:: Aufgabe im Detail ::
Tauschen Sie in sämtlichen folgenden Datensätzen „Would you be able to“ gegen „Could you“ aus, und geben Sie die Zeilen ansonsten unverändert wieder.

(Datensätze aus einer Sammlung)
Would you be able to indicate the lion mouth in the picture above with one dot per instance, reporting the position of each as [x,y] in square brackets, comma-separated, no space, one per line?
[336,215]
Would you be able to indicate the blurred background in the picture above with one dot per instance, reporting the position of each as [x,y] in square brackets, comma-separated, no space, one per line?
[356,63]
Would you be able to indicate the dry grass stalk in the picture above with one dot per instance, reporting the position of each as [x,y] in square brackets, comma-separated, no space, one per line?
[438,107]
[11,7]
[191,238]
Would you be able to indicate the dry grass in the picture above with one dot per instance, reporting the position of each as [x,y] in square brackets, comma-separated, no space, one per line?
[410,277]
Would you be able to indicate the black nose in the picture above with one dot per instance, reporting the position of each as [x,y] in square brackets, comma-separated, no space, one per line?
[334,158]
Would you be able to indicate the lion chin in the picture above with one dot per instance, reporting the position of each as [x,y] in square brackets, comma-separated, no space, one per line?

:: Ergebnis der Aufgabe ::
Could you indicate the lion mouth in the picture above with one dot per instance, reporting the position of each as [x,y] in square brackets, comma-separated, no space, one per line?
[336,215]
Could you indicate the blurred background in the picture above with one dot per instance, reporting the position of each as [x,y] in square brackets, comma-separated, no space, one per line?
[356,63]
Could you indicate the dry grass stalk in the picture above with one dot per instance, reporting the position of each as [x,y] in square brackets, comma-separated, no space, one per line?
[438,107]
[11,7]
[191,238]
Could you indicate the dry grass in the picture above with one dot per instance, reporting the position of each as [x,y] in square brackets, comma-separated, no space, one per line?
[410,277]
Could you indicate the black nose in the picture above with one dot per instance, reporting the position of each as [x,y] in square brackets, comma-separated, no space, one per line?
[334,158]
Could you indicate the lion chin in the picture above with one dot per instance, reporting the position of each as [x,y] in square brackets, comma-separated, no space, one per line?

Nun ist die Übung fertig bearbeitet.